EXTRACTED TEXT

================

They were given a scale with a bar that they could move with their mouse and asked how much each of these constructs applied to them compared with others.

A debriefing page thanked the subjects for taking part. The study took approximately 20–25 minutes.

Methods of Analyses

The sample is self-selected both to be part of the Qualtrics panel and to be in the study (see for archive of web survey research related to sample coverage). At minimum, all subjects will have access to, and experience with, computers. For the statistical analyses, where applicable the effect sizes are all reported in units of the original variables. Where means are compared, ANOVAs and t-tests are reported. Where associations are estimated, Pearson correlations are reported. Questionnaire reliability is measured with Cronbach's α.

Results and Discussion

The results are divided into three sections. First, we examine the results for the methodological research question on whether changing the negatively worded items to positively worded items affects the response times and reliability. Second, we examine how closely the scores on the EQ and SQ relate to people's self-assessments of having these traits. Third, we report variability of these scores for gender, age, and scores on the AQ. Items were reversed scored where appropriate and unless otherwise specified all means are on a 1–4 scale.

Are Negatively Worded Items Good or Bad?

================

AIM A
Arrange the part of the dataset entries that opens with the line containing "Question. Place a dot on every instance of the butterfly body" and runs through the end of the entries as a numbered list, leaving out blank lines. Omit the pictures from your answer.
The study excerpt and the entries that follow it come from separate, unrelated sources.

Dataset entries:
================

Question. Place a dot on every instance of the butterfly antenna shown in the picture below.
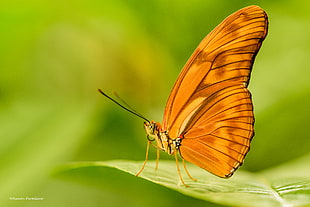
(129, 109)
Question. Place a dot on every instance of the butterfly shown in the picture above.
(208, 119)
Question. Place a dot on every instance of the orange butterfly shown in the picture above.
(209, 118)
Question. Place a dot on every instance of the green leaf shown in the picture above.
(287, 185)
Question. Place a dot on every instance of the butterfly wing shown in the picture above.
(210, 107)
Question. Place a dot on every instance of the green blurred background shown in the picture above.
(56, 54)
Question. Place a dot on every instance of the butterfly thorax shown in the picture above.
(164, 142)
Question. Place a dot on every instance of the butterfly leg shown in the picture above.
(179, 171)
(187, 172)
(146, 157)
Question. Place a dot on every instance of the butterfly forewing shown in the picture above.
(210, 107)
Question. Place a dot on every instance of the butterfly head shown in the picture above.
(163, 142)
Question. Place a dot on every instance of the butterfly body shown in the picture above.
(209, 119)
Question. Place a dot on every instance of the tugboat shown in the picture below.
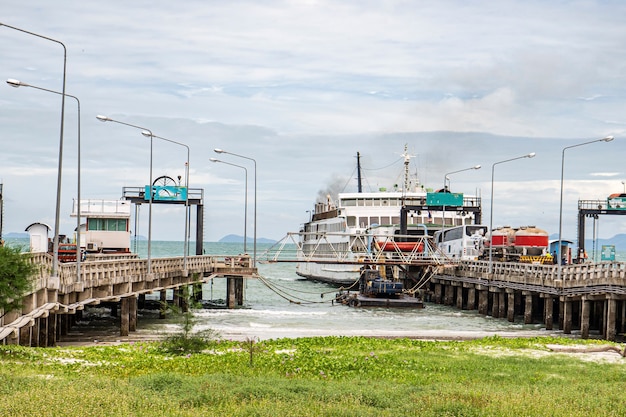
(376, 291)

================

AIM B
Pick up the study excerpt from the point where it stops.

OUTPUT A
1. Question. Place a dot on every instance of the butterfly body shown in the picture above.
2. (209, 119)
3. Question. Place a dot on every instance of the tugboat shown in the picture below.
4. (376, 291)

OUTPUT B
It was predicted that the subjects would be faster responding to the changed version items. Response times that were less than .2 s were set to .2 s and response times greater than 10 s were set to 10 s. The mean response times for the five critical EQ items and the 28 critical SQ items were calculated. We also found the means for the remaining non-critical items, but predicted that any differences between these for the two versions would be small. Figure 3 shows the means and 95% confidence intervals for these response times for the two versions. The response times for the non-critical items are similar. For the EQ the difference is not significantly different from zero. For SQ, the t test reached the traditional level of significance, t(5164) = 2.10, p = .04, but the effect is small. For the critical items the response times for the changed version are between 3/4 and 1 second faster than the original version: t(5403) = 14.66, p<.001, for the EQ; t(5172) = 18.19, p<.001 for the SQ. Only a single item was changed for the AQ (“It does not upset me if my daily routine is disturbed” to “It upsets me if my daily routine is disturbed”). The new version was answered 0.90 s faster, 4.27 s versus 5.17 s, which is statistically significant, t(5136) = 12.67, p<.001. The means for the remaining items of the AQ were similar for the two groups, 4.74 s for the changed group, 4.75 s for the original group, t(5166) = 0.19, p = .85.

Figure 3. The mean response times for the non-critical items for EQ and SQ (which were the same items) and for the critical items for the EQ and SQ (where the original versions were negatively phrased and the changed were not).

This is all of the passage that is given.